___ DOCUMENT EXCERPT ___

Threshold selection diagnostic of Suveges and Davison

The information matrix test (IMT), proposed by Suveges and Davison (2010), is based on the difference between the expected quadratic score and the second derivative of the log-likelihood. The asymptotic distribution for each threshold u and gap K is asymptotically \(\chi^2\) with one degree of freedom. The approximation is good for \(N>80\) and conservative for smaller sample sizes. The test assumes independence between gaps.

Usage

thselect.sdinfo(xdat, thresh, quantile, plot = FALSE, kmax = 1)

Arguments

xdat: [vector] vector of observations
thresh: [vector] candidate thresholds
quantile: [vector] probability levels to define threshold if thresh is missing.
plot: [logical]; should the graphical diagnostic be plotted?
kmax: [int] the largest K-gap under consideration for clusters

Value

an invisible list of class with elements

thresh a vector of thresholds based on empirical quantiles at supplied levels.
stat a matrix of test statistics
pval a matrix of approximate p-values (corresponding to probabilities under a \(\chi^2_1\) distribution)
mle a matrix of maximum likelihood estimates for each given pair of thresholds and gaps
loglik a matrix of log-likelihood values at MLE for each given pair of elements in thresh and gap in \(0, \ldots,\code{kmax}\)

___

**REQUIRED WORK:**
a – Summarize the documentation on the Suveges and Davison threshold diagnostic in two sentences.
b – Write the next part of the documentation on the Suveges and Davison threshold diagnostic, picking up after its description of loglik.

___ DATA UNDER STUDY ___

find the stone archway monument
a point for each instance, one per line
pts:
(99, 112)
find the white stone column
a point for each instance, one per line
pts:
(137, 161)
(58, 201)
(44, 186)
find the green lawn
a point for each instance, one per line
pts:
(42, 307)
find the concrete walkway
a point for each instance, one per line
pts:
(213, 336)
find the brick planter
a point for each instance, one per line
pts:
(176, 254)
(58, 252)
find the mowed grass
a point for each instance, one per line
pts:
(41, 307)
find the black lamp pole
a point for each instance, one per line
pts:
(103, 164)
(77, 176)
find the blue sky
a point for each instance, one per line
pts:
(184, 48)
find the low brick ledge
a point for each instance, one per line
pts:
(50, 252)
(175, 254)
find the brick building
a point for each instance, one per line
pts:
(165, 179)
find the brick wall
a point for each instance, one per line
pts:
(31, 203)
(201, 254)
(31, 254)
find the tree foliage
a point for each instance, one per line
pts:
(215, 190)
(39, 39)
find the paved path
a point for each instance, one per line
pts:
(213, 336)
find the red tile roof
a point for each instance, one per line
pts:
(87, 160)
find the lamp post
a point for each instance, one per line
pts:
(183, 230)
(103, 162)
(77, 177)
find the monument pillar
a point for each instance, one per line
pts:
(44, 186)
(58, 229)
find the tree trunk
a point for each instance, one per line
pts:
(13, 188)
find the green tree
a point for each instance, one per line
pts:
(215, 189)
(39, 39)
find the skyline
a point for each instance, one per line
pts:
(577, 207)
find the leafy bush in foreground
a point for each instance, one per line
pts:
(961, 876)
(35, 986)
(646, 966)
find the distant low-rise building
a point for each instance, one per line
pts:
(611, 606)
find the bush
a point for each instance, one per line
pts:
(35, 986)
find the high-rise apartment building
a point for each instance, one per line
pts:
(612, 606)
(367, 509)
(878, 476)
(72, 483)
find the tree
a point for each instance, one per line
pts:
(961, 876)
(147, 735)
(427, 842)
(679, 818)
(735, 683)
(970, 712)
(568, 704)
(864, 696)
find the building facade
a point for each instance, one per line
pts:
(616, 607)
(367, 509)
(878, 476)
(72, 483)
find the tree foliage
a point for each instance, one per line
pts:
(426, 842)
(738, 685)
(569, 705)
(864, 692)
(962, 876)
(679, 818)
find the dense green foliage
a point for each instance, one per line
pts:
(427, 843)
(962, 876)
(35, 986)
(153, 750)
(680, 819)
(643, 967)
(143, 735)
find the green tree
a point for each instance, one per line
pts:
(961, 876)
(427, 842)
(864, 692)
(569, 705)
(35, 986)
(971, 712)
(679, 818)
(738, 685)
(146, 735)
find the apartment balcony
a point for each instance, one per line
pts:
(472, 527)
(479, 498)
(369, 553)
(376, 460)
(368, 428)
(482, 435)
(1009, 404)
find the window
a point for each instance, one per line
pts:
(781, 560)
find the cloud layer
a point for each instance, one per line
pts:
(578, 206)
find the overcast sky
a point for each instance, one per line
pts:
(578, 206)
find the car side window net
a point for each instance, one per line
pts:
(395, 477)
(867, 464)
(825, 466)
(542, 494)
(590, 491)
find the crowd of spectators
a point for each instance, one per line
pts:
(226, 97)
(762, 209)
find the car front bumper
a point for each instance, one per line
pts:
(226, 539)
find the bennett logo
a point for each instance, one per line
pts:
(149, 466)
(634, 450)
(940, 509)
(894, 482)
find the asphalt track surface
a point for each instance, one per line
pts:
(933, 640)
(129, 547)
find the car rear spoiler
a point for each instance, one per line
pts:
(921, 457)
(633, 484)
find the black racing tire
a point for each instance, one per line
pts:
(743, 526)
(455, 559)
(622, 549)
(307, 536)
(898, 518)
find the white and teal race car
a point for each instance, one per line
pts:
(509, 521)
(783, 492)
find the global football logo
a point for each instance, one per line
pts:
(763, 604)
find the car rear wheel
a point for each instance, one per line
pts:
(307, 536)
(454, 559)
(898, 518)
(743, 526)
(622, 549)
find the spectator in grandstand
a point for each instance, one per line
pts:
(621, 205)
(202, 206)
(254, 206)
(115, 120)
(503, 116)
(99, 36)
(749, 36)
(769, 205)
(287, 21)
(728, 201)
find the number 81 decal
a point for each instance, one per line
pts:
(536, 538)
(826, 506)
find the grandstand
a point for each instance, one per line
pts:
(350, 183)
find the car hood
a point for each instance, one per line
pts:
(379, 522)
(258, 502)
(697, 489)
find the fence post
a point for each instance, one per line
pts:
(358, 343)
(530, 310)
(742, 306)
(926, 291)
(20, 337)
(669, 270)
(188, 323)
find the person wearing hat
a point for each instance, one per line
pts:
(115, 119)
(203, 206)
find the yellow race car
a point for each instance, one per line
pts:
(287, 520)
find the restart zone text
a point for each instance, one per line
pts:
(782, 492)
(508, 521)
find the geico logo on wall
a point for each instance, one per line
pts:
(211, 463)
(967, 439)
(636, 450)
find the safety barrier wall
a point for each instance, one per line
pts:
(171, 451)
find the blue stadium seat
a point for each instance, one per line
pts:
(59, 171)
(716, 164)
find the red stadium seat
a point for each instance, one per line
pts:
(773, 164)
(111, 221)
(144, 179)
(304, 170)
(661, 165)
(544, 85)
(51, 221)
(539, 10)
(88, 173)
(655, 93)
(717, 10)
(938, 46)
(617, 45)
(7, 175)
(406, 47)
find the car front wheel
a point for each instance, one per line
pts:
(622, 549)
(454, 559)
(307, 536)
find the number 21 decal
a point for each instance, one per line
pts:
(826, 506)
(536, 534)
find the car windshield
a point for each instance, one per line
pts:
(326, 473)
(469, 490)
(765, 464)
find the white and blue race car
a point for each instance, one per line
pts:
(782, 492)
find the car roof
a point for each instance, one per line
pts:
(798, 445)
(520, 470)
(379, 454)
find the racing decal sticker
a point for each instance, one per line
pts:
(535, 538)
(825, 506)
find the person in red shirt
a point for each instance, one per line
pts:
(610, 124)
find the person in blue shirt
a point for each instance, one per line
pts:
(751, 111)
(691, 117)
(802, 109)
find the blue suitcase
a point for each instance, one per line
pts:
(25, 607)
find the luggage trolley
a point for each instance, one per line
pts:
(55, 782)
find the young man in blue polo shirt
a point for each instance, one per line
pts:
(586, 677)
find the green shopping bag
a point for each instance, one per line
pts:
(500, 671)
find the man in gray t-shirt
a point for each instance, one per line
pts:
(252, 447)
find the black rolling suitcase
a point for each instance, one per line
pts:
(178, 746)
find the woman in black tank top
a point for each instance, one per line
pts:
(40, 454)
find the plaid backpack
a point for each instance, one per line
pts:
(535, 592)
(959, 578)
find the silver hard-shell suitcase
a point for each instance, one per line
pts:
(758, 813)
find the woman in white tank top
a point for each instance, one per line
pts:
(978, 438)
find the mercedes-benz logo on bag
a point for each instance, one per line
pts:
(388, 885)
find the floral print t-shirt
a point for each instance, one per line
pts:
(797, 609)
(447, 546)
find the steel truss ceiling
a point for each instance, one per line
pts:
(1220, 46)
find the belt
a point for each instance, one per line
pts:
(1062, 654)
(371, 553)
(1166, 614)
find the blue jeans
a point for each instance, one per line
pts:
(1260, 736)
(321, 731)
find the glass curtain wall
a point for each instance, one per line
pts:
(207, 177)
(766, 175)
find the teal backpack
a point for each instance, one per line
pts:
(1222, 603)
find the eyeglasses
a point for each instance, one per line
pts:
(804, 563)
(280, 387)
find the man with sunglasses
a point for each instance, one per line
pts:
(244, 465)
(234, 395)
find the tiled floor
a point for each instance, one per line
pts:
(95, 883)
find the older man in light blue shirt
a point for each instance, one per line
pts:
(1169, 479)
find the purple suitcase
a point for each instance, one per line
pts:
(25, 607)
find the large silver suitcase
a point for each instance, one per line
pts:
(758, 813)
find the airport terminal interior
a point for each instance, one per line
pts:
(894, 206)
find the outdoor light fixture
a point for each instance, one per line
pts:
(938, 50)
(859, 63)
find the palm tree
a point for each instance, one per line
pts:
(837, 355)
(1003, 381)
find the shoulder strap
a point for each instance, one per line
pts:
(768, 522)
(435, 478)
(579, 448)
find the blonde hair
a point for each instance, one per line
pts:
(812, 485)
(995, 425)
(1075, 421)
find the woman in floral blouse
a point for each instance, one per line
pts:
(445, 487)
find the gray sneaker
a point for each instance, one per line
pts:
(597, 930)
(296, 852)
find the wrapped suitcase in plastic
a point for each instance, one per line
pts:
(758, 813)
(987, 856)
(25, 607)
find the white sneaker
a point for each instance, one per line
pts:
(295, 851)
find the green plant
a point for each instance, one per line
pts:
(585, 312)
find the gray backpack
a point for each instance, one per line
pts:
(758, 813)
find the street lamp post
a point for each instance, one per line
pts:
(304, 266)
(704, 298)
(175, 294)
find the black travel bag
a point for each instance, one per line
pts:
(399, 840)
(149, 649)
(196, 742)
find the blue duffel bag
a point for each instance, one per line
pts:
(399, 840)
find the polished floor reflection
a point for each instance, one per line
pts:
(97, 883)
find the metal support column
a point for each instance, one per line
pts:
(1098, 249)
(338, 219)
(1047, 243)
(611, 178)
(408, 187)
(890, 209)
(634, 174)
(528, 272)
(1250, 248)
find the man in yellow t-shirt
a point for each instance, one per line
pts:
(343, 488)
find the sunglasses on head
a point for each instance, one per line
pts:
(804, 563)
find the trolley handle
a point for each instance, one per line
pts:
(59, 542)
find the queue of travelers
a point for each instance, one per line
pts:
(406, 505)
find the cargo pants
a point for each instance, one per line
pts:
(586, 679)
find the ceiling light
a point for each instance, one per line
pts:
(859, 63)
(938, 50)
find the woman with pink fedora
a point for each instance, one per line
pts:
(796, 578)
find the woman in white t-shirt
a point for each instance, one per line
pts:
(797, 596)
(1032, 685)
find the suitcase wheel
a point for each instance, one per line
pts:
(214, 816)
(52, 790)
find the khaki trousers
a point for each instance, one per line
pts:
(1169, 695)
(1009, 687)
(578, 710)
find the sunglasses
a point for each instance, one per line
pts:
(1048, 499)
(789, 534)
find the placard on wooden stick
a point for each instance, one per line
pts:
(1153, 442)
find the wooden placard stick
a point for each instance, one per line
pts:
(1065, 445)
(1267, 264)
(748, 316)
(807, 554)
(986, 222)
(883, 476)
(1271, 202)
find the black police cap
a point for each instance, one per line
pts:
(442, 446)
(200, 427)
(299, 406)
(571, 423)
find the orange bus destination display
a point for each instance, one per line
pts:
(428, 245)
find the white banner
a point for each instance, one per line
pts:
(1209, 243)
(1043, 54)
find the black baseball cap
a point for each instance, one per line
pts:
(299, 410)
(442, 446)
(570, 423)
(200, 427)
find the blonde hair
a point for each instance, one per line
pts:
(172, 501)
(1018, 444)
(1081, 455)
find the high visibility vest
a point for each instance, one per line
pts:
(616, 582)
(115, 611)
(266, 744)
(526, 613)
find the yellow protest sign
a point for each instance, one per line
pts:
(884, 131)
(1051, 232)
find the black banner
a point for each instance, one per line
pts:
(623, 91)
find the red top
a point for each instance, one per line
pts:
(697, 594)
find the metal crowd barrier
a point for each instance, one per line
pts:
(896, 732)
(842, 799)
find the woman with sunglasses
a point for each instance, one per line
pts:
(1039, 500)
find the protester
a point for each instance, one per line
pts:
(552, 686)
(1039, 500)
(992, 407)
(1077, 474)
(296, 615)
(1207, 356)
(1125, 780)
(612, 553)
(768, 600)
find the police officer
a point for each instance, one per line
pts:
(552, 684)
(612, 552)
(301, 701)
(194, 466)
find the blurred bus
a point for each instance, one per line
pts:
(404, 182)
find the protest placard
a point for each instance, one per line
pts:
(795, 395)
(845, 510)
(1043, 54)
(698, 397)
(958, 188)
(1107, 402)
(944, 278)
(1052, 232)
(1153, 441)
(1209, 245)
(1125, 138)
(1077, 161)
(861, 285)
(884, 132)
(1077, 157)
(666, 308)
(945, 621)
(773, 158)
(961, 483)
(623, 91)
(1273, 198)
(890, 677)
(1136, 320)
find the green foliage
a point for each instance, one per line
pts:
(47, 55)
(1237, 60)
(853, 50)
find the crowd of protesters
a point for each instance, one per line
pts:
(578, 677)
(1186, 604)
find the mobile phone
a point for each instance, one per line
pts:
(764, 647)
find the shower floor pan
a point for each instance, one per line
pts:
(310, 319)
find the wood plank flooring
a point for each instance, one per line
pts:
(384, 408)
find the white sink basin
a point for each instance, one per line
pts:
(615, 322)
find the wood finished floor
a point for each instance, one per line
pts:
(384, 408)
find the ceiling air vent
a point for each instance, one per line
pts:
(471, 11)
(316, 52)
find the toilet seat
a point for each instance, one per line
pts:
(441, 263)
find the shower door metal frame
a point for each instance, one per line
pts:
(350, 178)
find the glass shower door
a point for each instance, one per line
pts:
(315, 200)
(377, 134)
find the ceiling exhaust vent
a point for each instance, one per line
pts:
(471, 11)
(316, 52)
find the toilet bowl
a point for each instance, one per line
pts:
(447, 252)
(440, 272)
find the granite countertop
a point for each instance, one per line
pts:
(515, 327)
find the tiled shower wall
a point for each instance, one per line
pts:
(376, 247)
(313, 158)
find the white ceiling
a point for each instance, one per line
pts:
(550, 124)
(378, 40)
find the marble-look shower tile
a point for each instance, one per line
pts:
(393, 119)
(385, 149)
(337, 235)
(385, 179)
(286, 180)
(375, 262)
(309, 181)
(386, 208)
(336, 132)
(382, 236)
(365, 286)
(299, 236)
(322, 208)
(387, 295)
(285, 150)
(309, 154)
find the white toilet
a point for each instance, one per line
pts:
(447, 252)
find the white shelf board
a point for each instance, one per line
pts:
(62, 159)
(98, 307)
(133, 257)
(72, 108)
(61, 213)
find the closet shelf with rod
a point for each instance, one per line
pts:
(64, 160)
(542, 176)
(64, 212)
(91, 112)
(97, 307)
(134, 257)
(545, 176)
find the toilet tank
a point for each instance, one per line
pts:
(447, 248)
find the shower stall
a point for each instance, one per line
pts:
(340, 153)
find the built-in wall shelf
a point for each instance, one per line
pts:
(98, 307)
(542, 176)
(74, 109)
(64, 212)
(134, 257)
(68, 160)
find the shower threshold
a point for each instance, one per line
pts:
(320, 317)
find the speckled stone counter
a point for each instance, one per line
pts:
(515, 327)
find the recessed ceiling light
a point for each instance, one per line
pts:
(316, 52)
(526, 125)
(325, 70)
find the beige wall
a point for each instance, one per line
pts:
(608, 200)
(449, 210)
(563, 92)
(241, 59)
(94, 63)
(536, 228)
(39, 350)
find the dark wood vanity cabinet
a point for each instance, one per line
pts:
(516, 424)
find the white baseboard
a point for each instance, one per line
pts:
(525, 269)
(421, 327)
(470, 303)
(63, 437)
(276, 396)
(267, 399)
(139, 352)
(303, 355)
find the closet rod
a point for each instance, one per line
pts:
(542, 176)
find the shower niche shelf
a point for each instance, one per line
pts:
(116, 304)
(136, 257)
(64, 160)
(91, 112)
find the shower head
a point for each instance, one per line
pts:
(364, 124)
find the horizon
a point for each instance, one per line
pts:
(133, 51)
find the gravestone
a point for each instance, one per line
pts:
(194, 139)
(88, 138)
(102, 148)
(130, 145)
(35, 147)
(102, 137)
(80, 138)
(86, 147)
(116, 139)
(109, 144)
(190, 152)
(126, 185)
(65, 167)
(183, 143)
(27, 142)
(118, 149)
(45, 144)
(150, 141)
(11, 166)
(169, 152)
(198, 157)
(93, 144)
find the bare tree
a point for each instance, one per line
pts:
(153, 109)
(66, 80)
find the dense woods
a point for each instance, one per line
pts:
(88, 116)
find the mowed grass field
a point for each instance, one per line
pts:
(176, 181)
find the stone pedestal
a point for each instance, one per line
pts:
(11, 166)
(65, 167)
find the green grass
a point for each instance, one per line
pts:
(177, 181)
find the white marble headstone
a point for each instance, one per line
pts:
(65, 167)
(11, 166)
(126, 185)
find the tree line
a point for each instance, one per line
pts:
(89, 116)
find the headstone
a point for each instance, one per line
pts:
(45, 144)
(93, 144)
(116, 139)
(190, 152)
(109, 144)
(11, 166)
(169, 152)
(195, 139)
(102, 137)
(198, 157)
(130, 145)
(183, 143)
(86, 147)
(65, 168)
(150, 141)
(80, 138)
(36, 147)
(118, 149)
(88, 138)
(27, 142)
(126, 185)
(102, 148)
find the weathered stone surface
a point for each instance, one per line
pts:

___

**OUTPUTS BY TASK:**
a – The information matrix test of Suveges and Davison (2010) compares the expected quadratic score with the second derivative of the log-likelihood, and for each threshold u and gap K its statistic is asymptotically chi-squared with one degree of freedom, under an assumption of independence between gaps. The function thselect.sdinfo takes a vector of observations, candidate thresholds or probability levels, a plotting option and a largest gap kmax, and it invisibly returns the thresholds along with matrices of test statistics, approximate p-values, maximum likelihood estimates and log-likelihood values.

b –
quantile quantile levels for thresholds, if supplied by the user
kmax the largest gap number

Details

The procedure proposed in Suveges & Davison (2010) was corrected for erratas. The maximum likelihood is based on the limiting mixture distribution of the intervals between exceedances (an exponential with a point mass at zero). The condition \(D^{(K)}(u_n)\) should be checked by the user.

Fukutome et al. (2015) propose an ad hoc automated procedure

Calculate the interexceedance times for each K-gap and each threshold, along with the number of clusters
Select the (u, K) pairs for which IMT < 0.05 (corresponding to a P-value of 0.82)
Among those, select the pair (u, K) for which the number of clusters is the largest

References

Fukutome, Liniger and Suveges (2015), Automatic threshold and run parameter selection: a climatology for extreme hourly precipitation in Switzerland. Theoretical and Applied Climatology, 120(3), 403-416.

Suveges and Davison (2010), Model misspecification in peaks over threshold analysis. Annals of Applied Statistics, 4(1), 203-221.

White (1982), Maximum Likelihood Estimation of Misspecified Models. Econometrica, 50(1), 1-25.

Author

Leo Belzile

Examples

thselect.sdinfo(
  xdat = rgp(n = 10000),
  quantile = seq(0.1, 0.9, length = 10),
  kmax = 3)